Data listing:
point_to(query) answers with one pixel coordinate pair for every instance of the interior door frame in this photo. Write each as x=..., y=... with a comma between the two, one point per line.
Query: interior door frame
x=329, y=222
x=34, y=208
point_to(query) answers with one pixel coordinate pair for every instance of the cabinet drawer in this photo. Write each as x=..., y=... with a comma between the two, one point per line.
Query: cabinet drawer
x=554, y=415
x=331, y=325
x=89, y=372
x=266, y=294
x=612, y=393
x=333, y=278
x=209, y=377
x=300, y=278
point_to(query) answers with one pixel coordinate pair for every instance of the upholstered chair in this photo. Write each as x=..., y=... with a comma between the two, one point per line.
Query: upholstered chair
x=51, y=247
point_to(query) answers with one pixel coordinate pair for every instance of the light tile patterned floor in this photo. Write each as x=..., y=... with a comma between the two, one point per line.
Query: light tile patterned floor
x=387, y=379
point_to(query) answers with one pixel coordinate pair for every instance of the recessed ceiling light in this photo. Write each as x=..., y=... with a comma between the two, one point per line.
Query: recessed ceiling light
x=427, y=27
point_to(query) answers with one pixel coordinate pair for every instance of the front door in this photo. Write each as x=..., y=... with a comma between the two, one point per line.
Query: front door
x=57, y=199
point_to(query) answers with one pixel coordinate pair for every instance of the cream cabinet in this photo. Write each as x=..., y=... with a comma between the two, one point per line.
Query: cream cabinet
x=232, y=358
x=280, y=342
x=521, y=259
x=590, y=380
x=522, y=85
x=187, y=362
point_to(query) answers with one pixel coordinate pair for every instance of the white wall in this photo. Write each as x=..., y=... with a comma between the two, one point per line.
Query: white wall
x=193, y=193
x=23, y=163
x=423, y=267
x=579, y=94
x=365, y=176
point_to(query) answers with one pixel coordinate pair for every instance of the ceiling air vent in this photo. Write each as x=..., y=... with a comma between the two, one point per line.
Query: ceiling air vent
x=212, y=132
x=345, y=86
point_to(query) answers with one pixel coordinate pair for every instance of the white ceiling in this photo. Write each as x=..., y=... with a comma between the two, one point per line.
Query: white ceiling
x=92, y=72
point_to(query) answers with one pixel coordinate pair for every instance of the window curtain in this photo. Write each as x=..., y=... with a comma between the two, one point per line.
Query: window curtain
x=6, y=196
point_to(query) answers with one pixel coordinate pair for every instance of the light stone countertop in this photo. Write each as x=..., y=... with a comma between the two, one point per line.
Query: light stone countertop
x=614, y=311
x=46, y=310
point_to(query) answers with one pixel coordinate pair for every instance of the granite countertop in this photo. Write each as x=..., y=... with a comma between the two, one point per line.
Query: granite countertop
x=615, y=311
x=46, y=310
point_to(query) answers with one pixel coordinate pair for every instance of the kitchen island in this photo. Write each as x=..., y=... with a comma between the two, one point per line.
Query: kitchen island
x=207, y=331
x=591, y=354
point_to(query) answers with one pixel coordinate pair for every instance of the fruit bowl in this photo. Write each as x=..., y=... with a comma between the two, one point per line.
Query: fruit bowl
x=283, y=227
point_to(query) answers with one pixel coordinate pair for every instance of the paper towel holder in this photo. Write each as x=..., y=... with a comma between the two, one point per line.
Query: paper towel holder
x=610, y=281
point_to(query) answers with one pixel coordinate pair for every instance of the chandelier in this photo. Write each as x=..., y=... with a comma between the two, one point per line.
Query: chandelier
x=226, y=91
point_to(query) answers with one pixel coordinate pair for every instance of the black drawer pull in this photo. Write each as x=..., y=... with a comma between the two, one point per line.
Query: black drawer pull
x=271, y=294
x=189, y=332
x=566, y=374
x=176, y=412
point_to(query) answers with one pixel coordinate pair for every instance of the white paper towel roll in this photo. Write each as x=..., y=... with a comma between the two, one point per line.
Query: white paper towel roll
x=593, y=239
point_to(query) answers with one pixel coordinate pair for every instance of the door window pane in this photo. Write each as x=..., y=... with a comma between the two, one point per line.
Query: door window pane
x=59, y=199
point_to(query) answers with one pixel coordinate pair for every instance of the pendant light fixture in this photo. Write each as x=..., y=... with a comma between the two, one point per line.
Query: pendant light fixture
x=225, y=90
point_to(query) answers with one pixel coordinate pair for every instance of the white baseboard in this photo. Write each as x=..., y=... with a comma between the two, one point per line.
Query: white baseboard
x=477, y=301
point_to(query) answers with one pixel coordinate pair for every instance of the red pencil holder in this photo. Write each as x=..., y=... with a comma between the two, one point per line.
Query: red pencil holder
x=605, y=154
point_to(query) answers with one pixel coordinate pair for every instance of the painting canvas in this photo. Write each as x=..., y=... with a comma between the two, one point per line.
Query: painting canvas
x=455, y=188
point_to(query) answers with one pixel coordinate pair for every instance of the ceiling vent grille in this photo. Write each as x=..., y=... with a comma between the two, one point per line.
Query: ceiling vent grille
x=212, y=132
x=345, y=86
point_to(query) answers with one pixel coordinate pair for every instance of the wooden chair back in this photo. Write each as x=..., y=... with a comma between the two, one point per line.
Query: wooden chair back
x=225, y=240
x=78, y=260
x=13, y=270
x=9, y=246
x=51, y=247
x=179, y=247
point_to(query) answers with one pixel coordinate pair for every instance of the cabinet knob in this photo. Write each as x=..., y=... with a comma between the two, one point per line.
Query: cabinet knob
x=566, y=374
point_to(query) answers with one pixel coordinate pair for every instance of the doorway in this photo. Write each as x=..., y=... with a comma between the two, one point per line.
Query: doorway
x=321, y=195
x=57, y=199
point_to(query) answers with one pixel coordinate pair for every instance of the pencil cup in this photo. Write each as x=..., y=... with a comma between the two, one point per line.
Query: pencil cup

■ Set task ■
Write out the data again, exactly and in full.

■ Completed exercise ■
point_to(query) answers with one pixel coordinate pair for every instance of the interior door frame in this photo. Write each as x=..., y=... with a comma between the two, one point per line.
Query: interior door frame
x=329, y=222
x=34, y=208
point_to(query) answers with one pixel coordinate pair for every instance of the cabinet drawer in this photo. Write each as x=..., y=... with a comma between the two, one point per line.
Query: cabinet drawer
x=554, y=415
x=331, y=325
x=89, y=372
x=266, y=294
x=612, y=393
x=333, y=278
x=209, y=377
x=300, y=278
point_to(query) answers with one pixel coordinate pair for every instance of the upholstered chair in this photo. Write each as x=..., y=... with a comma between the two, one point per line.
Query: upholstered chair
x=51, y=247
point_to(query) answers with one pixel coordinate pair for every instance of the light tile patterned floor in this photo. Write each as x=..., y=... with a comma between the two, one point per line.
Query: light tile patterned floor
x=387, y=379
point_to(query) answers with one pixel coordinate pair for every instance of the recessed ceiling light in this photo. Write each as x=..., y=... with a comma between the two, one point per line.
Query: recessed ceiling light
x=427, y=27
point_to(query) answers with one pixel coordinate pair for every instance of the front door in this photo. Write each as x=..., y=... with a comma between the two, one point per line.
Query: front door
x=57, y=199
point_to(query) answers with one pixel coordinate pair for every instance of the cream cabinet in this photo. Write each as x=..., y=... with a comma between the two, one point per line.
Query: cream cabinet
x=232, y=358
x=280, y=342
x=521, y=259
x=590, y=380
x=522, y=85
x=187, y=362
point_to(query) answers with one pixel coordinate pair for every instance of the white wall in this photo. Write each as x=..., y=... with a comma between the two, one point per line.
Query: white wall
x=193, y=193
x=23, y=163
x=423, y=267
x=579, y=94
x=365, y=176
point_to(query) answers with one pixel coordinate pair for every instance of the ceiling air vent in this photo. Write each as x=..., y=... with a comma between the two, one point per line.
Query: ceiling air vent
x=212, y=132
x=345, y=86
point_to(query) answers with one pixel coordinate pair for every instance of the white ceiling in this photo. Write each as x=..., y=... with a comma between the two, one point per line.
Query: white ceiling
x=92, y=72
point_to(query) answers with one pixel coordinate pair for every instance of the window curtain in this photo. Write each as x=..., y=... with a comma between the two, one point per line.
Query: window curtain
x=6, y=196
point_to(query) answers with one pixel coordinate pair for every instance of the light stone countertop in this photo. Write each as x=..., y=... with a comma between the two, one point per line.
Query: light stone countertop
x=614, y=311
x=46, y=310
point_to(query) answers with one pixel coordinate pair for every instance of the granite countertop in this photo. Write each as x=..., y=... with a comma between the two, one point per line.
Query: granite countertop
x=615, y=311
x=46, y=310
point_to(query) answers with one pixel coordinate pair for every instance of the kitchen island in this photo. Write each as x=..., y=... with a comma between the two, one point per line.
Query: kitchen island
x=207, y=331
x=591, y=354
point_to(query) answers with one pixel coordinate pair for every instance of the fruit bowl in this photo. Write each as x=..., y=... with a comma between the two, one point per line.
Query: fruit bowl
x=283, y=227
point_to(query) answers with one pixel coordinate pair for every instance of the paper towel holder in this photo. Write each as x=..., y=... with a comma between the two, one point per line.
Query: paper towel holder
x=610, y=281
point_to(query) answers with one pixel coordinate pair for every instance of the chandelier in this photo. Write each as x=..., y=... with a comma between the two, one point per line.
Query: chandelier
x=226, y=91
point_to(query) answers with one pixel coordinate pair for every instance of the black drawer pull in this photo. Write each as x=..., y=... with a comma between the two, one point per line.
Query: black drawer pull
x=271, y=294
x=189, y=332
x=566, y=374
x=176, y=412
point_to(query) answers with one pixel coordinate pair for every instance of the white paper towel roll in this photo. Write each as x=..., y=... with a comma between the two, one point per line.
Query: white paper towel roll
x=593, y=239
point_to(query) answers with one pixel coordinate pair for every instance of the door window pane in this photo. Write each as x=..., y=... with a comma between the two, one point per line.
Query: door window pane
x=59, y=199
point_to(query) answers with one pixel coordinate pair for every instance of the pendant light fixture in this photo. Write each as x=..., y=... with a comma between the two, one point per line.
Query: pendant light fixture
x=225, y=90
point_to(query) answers with one pixel coordinate pair for every instance of the white baseboard in this photo. Write each as x=..., y=... with a comma between the two, one point per line.
Query: white baseboard
x=477, y=301
point_to(query) answers with one pixel coordinate pair for every instance of the red pencil holder in this photo. Write each as x=..., y=... with a comma between the two, one point per line.
Query: red pencil holder
x=605, y=154
point_to(query) answers with one pixel coordinate pair for every instance of the painting canvas in this photo. Write each as x=..., y=... with a comma between the two, one point per line.
Query: painting canvas
x=455, y=188
point_to(query) answers with one pixel coordinate pair for every instance of the ceiling vent grille in this photo. Write each as x=..., y=... with a comma between the two, one point per line.
Query: ceiling vent grille
x=212, y=132
x=345, y=86
point_to(query) answers with one pixel coordinate pair for every instance of the wooden chair back in this photo. Write each as x=..., y=... with a comma between the two, one point per line.
Query: wooden chair back
x=225, y=240
x=78, y=260
x=13, y=270
x=9, y=246
x=51, y=247
x=179, y=247
point_to(query) answers with one pixel coordinate pair for every instance of the cabinet knob in this photo. Write each as x=..., y=... with a comma between the two, one point per line.
Query: cabinet knob
x=566, y=374
point_to(query) answers with one pixel coordinate pair for every instance of the doorway in this photo. Write each as x=..., y=... with a comma between the two, one point per line.
Query: doorway
x=321, y=195
x=57, y=199
point_to(query) answers with one pixel coordinate pair for every instance of the pencil cup in this photo. Write each as x=..., y=... with a comma between the two, one point per line.
Query: pencil cup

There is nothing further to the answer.